## [INSTRUCTIONS]
A. Decide whether each statement agrees with the passage on David Scotus, answering yes or no and quoting the deciding words: (i) David went with Henry V on his expedition to Italy in 1110; (ii) Pope Pascal II crowned Henry as soon as he was asked; (iii) David's work survives in full.
B. Find and copy every line of the records that contains the string "hill", matching case exactly.

## [QUOTED PASSAGE]

David Scotus was a Gaelic chronicler who died in 1139.

Biography 
His date of birth is unknown. Early in the twelfth century there was at Würzburg an ecclesiastic and teacher known as David. His surname Scotus shows that he was probably a Gael from either Ireland or Scotland, if he is identical with the homonymous  Bishop of Bangor, from Wales (see below).
 
According to Ekkehard's Chronicon, Emperor Henry V received him, was charmed with his virtue and knowledge, and made him one of the imperial chaplains. With other scholars, David accompanied Henry on his expedition to Italy in 1110, and was appointed royal historiographer for the occasion with the intention, perhaps, of drafting the emperor's relatio, a brief narrative stringing together the documents of the intended treaty and presenting his master's achievements in the best light. The expedition did not go to plan, with the incumbent Pope Pascal II at first refusing to crown Henry and his wife, Matilda, relenting only after two months of imprisonment. The work written by David has been lost, although it was used as authority in the writings of William of Malmesbury and Ordericus Vitalis.
 
He died in 1139.

Writings
His work in three books is now known only from excerpts of it in later historians, especially in Ekkehard and William of Malmesbury. The latter says that David described the expedition with partiality for the king.

## [TASK MATERIAL]

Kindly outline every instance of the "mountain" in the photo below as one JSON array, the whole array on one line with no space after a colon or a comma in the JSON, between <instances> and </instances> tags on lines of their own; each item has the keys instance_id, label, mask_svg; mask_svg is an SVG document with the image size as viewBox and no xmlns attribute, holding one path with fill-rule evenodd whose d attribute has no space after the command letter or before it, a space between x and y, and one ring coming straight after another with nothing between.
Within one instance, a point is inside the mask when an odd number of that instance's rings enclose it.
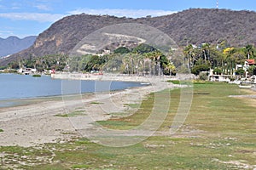
<instances>
[{"instance_id":1,"label":"mountain","mask_svg":"<svg viewBox=\"0 0 256 170\"><path fill-rule=\"evenodd\" d=\"M188 43L218 43L226 41L231 46L256 44L256 13L228 9L192 8L159 17L138 19L109 15L76 14L54 23L39 34L32 47L17 53L0 65L18 57L40 57L45 54L68 54L85 36L107 26L119 23L140 23L155 27L170 36L179 46Z\"/></svg>"},{"instance_id":2,"label":"mountain","mask_svg":"<svg viewBox=\"0 0 256 170\"><path fill-rule=\"evenodd\" d=\"M0 57L15 54L32 46L37 37L30 36L20 39L17 37L9 37L6 39L0 38Z\"/></svg>"}]
</instances>

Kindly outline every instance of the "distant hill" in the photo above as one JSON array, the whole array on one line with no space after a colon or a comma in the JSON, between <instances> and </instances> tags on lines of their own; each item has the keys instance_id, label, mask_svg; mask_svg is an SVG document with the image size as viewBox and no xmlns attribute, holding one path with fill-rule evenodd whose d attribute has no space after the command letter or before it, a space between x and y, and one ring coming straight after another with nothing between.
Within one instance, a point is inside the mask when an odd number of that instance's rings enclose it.
<instances>
[{"instance_id":1,"label":"distant hill","mask_svg":"<svg viewBox=\"0 0 256 170\"><path fill-rule=\"evenodd\" d=\"M68 54L88 34L118 23L141 23L160 29L179 46L188 43L218 43L226 41L231 46L256 44L256 13L227 9L192 8L160 17L138 19L108 15L77 14L65 17L39 34L29 48L0 60L6 65L17 57L40 57Z\"/></svg>"},{"instance_id":2,"label":"distant hill","mask_svg":"<svg viewBox=\"0 0 256 170\"><path fill-rule=\"evenodd\" d=\"M15 54L32 46L37 37L30 36L20 39L17 37L9 37L6 39L0 38L0 57Z\"/></svg>"}]
</instances>

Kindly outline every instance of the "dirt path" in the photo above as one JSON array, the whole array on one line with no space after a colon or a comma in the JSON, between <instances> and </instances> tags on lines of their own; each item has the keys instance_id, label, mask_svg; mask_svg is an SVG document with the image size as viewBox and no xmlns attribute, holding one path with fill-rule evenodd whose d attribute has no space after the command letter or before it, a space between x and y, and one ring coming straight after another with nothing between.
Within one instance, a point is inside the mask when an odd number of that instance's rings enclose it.
<instances>
[{"instance_id":1,"label":"dirt path","mask_svg":"<svg viewBox=\"0 0 256 170\"><path fill-rule=\"evenodd\" d=\"M56 115L79 113L95 121L106 120L110 112L129 110L125 104L140 102L154 91L172 88L171 83L153 85L119 92L85 95L80 99L45 100L28 105L0 109L0 145L33 146L44 143L64 142L79 137L68 117ZM73 118L79 117L73 116ZM91 122L86 122L88 129ZM75 126L78 128L77 126Z\"/></svg>"}]
</instances>

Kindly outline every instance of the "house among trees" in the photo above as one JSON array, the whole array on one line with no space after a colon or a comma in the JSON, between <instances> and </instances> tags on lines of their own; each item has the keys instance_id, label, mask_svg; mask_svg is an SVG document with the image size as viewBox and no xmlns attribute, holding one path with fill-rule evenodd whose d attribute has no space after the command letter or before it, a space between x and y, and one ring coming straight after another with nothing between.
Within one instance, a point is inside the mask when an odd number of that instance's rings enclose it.
<instances>
[{"instance_id":1,"label":"house among trees","mask_svg":"<svg viewBox=\"0 0 256 170\"><path fill-rule=\"evenodd\" d=\"M245 67L249 67L251 65L256 65L255 60L254 59L247 60L244 62L244 65L245 65Z\"/></svg>"}]
</instances>

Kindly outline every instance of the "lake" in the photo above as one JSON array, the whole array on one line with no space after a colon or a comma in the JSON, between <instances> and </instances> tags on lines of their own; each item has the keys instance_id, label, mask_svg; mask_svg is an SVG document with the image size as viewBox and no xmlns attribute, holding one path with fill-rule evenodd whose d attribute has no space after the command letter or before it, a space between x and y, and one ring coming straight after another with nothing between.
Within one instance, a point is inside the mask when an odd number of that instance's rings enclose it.
<instances>
[{"instance_id":1,"label":"lake","mask_svg":"<svg viewBox=\"0 0 256 170\"><path fill-rule=\"evenodd\" d=\"M0 74L0 101L121 90L143 86L140 82L100 82L52 79L49 76L33 77L17 74ZM0 107L5 106L2 102Z\"/></svg>"}]
</instances>

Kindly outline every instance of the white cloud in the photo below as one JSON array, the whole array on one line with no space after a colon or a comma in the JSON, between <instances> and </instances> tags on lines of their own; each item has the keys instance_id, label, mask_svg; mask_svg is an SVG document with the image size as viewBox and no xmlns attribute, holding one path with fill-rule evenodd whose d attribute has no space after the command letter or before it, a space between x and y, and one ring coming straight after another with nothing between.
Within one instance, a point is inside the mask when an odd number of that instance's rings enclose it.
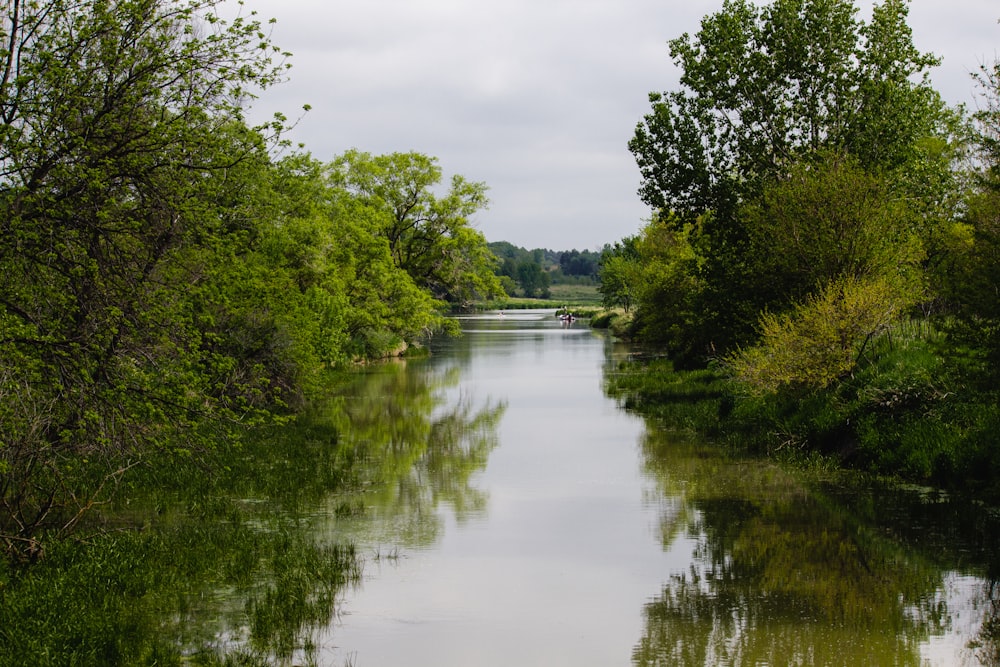
<instances>
[{"instance_id":1,"label":"white cloud","mask_svg":"<svg viewBox=\"0 0 1000 667\"><path fill-rule=\"evenodd\" d=\"M446 174L485 181L490 240L597 248L648 215L626 144L647 95L676 83L667 41L697 32L722 0L246 0L275 17L289 82L257 113L313 110L292 139L329 159L352 147L417 150ZM870 15L870 1L861 17ZM969 72L996 58L995 0L912 0L933 79L972 99Z\"/></svg>"}]
</instances>

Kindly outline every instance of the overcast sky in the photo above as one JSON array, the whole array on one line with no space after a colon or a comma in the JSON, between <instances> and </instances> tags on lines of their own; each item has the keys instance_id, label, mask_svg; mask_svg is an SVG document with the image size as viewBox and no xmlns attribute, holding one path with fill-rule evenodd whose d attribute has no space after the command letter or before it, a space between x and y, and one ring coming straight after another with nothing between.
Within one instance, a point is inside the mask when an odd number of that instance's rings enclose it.
<instances>
[{"instance_id":1,"label":"overcast sky","mask_svg":"<svg viewBox=\"0 0 1000 667\"><path fill-rule=\"evenodd\" d=\"M596 250L649 211L626 144L648 93L677 81L667 41L722 0L245 0L275 18L289 81L253 118L312 110L291 135L320 160L349 148L437 157L445 178L490 188L489 241ZM870 0L860 17L870 18ZM996 0L912 0L917 47L952 103L1000 53Z\"/></svg>"}]
</instances>

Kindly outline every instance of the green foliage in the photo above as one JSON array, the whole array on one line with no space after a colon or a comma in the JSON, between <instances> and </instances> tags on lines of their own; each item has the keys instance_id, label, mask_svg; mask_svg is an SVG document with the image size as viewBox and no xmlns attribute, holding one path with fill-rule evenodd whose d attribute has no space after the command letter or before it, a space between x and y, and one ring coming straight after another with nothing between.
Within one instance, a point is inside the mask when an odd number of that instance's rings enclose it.
<instances>
[{"instance_id":1,"label":"green foliage","mask_svg":"<svg viewBox=\"0 0 1000 667\"><path fill-rule=\"evenodd\" d=\"M330 186L368 208L393 264L438 299L467 305L499 295L494 256L469 218L486 207L486 185L453 176L438 197L435 158L419 153L372 156L347 151L327 169Z\"/></svg>"},{"instance_id":2,"label":"green foliage","mask_svg":"<svg viewBox=\"0 0 1000 667\"><path fill-rule=\"evenodd\" d=\"M0 393L23 402L0 409L10 552L37 556L39 531L72 529L144 449L204 446L202 419L252 421L277 397L213 331L242 315L206 282L252 235L233 204L265 159L234 100L277 80L282 56L215 4L5 8Z\"/></svg>"},{"instance_id":3,"label":"green foliage","mask_svg":"<svg viewBox=\"0 0 1000 667\"><path fill-rule=\"evenodd\" d=\"M936 59L905 2L855 13L730 0L670 42L680 86L650 96L629 148L643 201L696 258L650 270L637 301L641 338L679 363L751 344L762 311L841 275L912 271L949 212L955 114L927 78Z\"/></svg>"},{"instance_id":4,"label":"green foliage","mask_svg":"<svg viewBox=\"0 0 1000 667\"><path fill-rule=\"evenodd\" d=\"M435 160L276 160L285 56L217 0L15 2L0 27L0 547L43 555L163 452L301 408L325 366L500 293Z\"/></svg>"},{"instance_id":5,"label":"green foliage","mask_svg":"<svg viewBox=\"0 0 1000 667\"><path fill-rule=\"evenodd\" d=\"M730 355L728 364L753 391L822 389L853 371L868 342L906 307L888 281L847 277L789 313L765 313L760 344Z\"/></svg>"}]
</instances>

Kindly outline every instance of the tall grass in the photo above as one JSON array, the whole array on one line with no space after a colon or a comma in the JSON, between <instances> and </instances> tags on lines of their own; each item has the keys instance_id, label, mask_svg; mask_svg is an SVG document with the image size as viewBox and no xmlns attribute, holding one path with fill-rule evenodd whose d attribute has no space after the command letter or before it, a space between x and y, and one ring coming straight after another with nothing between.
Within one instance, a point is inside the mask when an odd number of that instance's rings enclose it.
<instances>
[{"instance_id":1,"label":"tall grass","mask_svg":"<svg viewBox=\"0 0 1000 667\"><path fill-rule=\"evenodd\" d=\"M322 421L283 433L157 461L89 538L0 567L0 666L311 660L361 558L301 510L349 485L352 462Z\"/></svg>"},{"instance_id":2,"label":"tall grass","mask_svg":"<svg viewBox=\"0 0 1000 667\"><path fill-rule=\"evenodd\" d=\"M606 386L624 407L732 449L809 462L818 454L1000 500L1000 389L947 343L927 320L903 322L822 390L760 395L721 372L679 372L666 360L609 369Z\"/></svg>"}]
</instances>

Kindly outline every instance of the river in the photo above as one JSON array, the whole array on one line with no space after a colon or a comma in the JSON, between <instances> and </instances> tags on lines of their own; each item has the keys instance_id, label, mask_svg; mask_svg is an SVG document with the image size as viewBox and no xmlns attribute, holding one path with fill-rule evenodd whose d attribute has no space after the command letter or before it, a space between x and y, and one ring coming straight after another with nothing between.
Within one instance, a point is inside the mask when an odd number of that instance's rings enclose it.
<instances>
[{"instance_id":1,"label":"river","mask_svg":"<svg viewBox=\"0 0 1000 667\"><path fill-rule=\"evenodd\" d=\"M320 664L989 662L969 506L663 432L603 390L628 350L552 311L460 322L329 408L376 471L312 512L366 559Z\"/></svg>"}]
</instances>

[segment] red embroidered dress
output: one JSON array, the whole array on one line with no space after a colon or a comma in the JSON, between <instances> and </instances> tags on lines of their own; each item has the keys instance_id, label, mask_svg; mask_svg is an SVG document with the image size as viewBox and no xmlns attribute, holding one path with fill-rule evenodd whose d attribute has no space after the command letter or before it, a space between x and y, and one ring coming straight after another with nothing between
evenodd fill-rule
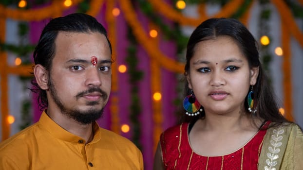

## [SOLUTIONS IN ORDER]
A.
(i) Yes: "David accompanied Henry on his expedition to Italy in 1110"
(ii) No: "at first refusing to crown Henry and his wife, Matilda, relenting only after two months of imprisonment"
(iii) No: "His work in three books is now known only from excerpts of it in later historians"

B.
Kindly outline every instance of the "distant hill" in the photo above as one JSON array, the whole array on one line with no space after a colon or a comma in the JSON, between <instances> and </instances> tags on lines of their own; each item has the keys instance_id, label, mask_svg; mask_svg is an SVG document with the image size as viewBox and no xmlns attribute, holding one path with fill-rule evenodd whose d attribute has no space after the command letter or before it, a space between x and y, and one ring coming straight after another with nothing between.
[{"instance_id":1,"label":"distant hill","mask_svg":"<svg viewBox=\"0 0 256 170\"><path fill-rule=\"evenodd\" d=\"M68 54L88 34L118 23L141 23L160 29L179 46L188 43L218 43L226 41L231 46L256 44L256 13L227 9L192 8L160 17L138 19L108 15L77 14L65 17L39 34L29 48L0 60L6 65L17 57L40 57Z\"/></svg>"},{"instance_id":2,"label":"distant hill","mask_svg":"<svg viewBox=\"0 0 256 170\"><path fill-rule=\"evenodd\" d=\"M15 54L32 46L37 37L30 36L20 39L17 37L9 37L6 39L0 38L0 57Z\"/></svg>"}]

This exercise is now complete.